#### [Try it]
Continue the Holocaust passage from its last sentence.

#### [Document section]

BEGIN

Every Holocaust story brings with it a unique history of events, and this one is no different. It reminds the reader of the brutality and sadistic horror that the Germans, under Hitler’s Third Reich, systematically inflicted upon innocents who were guilty only of not being pure Aryans, although some were also marked because they held opposing political viewpoints. It is sad that fewer sane minds prevailed. Jews, gypsies, homosexuals, and the mentally ill were among those who were persecuted and systematically tortured, starved, worked to death or murdered outright so that Germany and Germans could enlarge their territory and prosper. The means justified their end goals.

END

#### [Record set]
BEGIN

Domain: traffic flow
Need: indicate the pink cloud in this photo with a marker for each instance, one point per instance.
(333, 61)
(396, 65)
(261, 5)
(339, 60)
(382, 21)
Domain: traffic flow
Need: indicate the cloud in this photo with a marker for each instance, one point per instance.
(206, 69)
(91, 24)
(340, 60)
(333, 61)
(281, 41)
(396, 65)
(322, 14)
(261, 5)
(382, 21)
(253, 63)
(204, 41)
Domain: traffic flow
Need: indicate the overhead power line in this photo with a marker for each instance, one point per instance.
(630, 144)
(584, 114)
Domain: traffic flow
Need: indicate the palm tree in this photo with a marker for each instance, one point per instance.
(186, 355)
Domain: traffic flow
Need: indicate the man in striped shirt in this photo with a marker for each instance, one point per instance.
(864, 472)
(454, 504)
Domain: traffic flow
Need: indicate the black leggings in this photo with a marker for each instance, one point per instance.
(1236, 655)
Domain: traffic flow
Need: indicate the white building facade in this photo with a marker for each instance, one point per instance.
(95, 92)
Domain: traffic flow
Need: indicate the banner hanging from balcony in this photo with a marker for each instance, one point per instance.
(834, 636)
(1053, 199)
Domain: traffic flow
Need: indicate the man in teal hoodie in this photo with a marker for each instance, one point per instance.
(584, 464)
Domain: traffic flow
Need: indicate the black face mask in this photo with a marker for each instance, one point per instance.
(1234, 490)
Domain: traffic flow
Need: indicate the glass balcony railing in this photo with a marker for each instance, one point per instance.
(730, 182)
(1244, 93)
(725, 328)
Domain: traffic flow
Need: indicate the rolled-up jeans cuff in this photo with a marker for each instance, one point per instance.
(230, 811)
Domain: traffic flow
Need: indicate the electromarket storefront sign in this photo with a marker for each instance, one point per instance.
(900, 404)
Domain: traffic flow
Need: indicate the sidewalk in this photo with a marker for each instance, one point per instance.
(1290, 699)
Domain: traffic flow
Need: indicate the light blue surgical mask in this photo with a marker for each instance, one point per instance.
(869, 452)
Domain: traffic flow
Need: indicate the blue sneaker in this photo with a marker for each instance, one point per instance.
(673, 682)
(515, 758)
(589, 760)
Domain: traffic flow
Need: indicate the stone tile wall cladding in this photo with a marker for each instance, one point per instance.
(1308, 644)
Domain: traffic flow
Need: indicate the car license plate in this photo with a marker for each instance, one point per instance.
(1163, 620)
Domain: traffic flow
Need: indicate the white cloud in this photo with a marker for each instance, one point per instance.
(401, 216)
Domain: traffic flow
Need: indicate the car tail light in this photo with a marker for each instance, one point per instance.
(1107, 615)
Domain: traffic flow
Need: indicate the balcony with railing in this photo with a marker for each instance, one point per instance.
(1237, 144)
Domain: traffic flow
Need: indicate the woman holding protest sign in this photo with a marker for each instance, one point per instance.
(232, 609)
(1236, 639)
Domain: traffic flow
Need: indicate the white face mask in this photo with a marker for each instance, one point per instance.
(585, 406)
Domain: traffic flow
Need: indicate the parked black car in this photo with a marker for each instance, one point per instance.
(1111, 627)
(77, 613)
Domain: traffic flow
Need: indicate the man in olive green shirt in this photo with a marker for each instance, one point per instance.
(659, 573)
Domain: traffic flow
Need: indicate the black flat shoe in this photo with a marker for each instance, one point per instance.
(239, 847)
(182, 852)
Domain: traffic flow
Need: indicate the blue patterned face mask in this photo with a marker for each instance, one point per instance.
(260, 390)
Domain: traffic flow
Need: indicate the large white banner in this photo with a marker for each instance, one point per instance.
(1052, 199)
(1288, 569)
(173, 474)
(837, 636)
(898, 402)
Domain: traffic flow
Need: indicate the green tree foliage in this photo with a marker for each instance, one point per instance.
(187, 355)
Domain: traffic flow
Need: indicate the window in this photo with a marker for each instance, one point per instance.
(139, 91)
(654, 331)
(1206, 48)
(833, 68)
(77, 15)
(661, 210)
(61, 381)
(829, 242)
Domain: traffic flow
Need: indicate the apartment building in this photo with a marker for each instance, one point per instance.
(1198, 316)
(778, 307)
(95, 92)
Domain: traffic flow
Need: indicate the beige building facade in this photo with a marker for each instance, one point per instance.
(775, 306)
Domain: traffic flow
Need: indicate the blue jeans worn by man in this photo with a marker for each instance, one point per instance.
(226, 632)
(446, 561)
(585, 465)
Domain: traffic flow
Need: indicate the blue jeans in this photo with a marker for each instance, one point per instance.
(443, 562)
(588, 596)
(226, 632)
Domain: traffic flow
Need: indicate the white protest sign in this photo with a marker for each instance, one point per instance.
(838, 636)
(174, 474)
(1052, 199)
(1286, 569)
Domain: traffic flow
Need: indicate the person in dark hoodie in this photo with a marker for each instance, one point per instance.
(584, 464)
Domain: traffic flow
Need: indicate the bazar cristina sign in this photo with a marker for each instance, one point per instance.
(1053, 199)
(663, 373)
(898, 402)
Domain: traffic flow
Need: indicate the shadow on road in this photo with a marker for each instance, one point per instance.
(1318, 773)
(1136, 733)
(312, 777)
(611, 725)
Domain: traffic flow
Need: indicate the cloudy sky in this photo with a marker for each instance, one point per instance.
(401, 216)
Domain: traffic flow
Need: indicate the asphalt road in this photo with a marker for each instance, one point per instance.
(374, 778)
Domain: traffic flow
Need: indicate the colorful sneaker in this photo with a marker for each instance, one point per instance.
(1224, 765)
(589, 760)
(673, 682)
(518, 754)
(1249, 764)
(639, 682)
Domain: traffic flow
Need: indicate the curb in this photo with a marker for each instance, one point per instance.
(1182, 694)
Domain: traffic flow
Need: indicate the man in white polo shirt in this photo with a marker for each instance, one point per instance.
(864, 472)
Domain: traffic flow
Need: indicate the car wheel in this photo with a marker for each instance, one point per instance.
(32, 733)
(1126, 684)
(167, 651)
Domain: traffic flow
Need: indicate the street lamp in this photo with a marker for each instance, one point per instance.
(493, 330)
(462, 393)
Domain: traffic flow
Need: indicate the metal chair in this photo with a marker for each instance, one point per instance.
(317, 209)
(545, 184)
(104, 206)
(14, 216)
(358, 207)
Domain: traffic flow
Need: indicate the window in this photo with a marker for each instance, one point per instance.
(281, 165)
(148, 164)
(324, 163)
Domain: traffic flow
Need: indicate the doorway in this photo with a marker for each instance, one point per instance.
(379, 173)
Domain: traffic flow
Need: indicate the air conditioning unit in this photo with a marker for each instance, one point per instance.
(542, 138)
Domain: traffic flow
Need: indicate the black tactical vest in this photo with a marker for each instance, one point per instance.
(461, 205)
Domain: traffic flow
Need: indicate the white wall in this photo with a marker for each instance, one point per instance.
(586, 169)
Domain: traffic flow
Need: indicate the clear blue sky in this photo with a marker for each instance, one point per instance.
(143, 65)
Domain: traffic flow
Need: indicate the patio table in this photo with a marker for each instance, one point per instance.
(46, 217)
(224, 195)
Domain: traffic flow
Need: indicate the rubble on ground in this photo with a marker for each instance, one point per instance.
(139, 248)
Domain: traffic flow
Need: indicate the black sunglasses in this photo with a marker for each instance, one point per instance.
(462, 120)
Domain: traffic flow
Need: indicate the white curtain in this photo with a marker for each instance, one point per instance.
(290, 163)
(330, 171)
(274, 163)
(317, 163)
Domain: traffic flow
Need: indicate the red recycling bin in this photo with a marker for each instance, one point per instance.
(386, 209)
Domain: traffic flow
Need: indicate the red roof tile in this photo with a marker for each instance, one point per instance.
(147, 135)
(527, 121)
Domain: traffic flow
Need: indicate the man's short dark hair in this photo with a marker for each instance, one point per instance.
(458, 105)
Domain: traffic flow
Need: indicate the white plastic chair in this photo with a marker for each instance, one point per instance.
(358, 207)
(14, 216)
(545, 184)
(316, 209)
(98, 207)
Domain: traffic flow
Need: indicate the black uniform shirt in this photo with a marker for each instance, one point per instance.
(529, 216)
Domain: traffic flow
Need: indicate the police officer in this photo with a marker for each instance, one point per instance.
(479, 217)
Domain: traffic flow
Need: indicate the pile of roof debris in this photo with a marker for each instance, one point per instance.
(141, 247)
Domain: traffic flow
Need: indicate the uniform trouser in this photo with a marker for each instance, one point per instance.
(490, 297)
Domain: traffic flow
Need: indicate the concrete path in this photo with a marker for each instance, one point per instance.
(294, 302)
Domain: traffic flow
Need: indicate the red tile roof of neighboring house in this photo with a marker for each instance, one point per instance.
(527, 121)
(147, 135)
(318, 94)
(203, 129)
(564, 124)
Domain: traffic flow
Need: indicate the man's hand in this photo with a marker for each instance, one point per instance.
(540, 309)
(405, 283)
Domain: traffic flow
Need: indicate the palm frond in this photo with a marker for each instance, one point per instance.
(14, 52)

END

#### [Response for this exercise]
At first, I was drawn into the story because I thought it was the true story of Lale and Gita Sokolov (Lale changed his name from Eisenberg to Sokolov, his sister’s married name). As I read it and realized that the author had taken a great deal of poetic license in her presentation of events, I still enjoyed it, but not quite as a piece of history. I found it to be a compelling presentation of a romance that defied reality, and in some cases, some of the descriptions of events and experiences seemed to even defy credibility. I began to wonder how much of the story was based on fact and how much on the fiction that the author had to create when she put pen to paper. Since she did not hear actual conversations and had to rely on Sokolov’s memory and description of events, she surely had to embellish a great deal. There was so much that had to be filled in by her in order for her to write a cohesive and realistic story. Sometimes she was more successful than others as the narrative often went off into the world of a fairytale as characters that behaved with vicious brutality were often being presented with an occasional softer side. The author seemed to struggle to paint a positive side to the evil many exhibited, as if each villain had a redeeming trait to fall back on, in spite of their taking great pleasure in cruel, violent, evil behavior. To me, that softer side seemed to be far more of an anomaly and not the rule of thumb.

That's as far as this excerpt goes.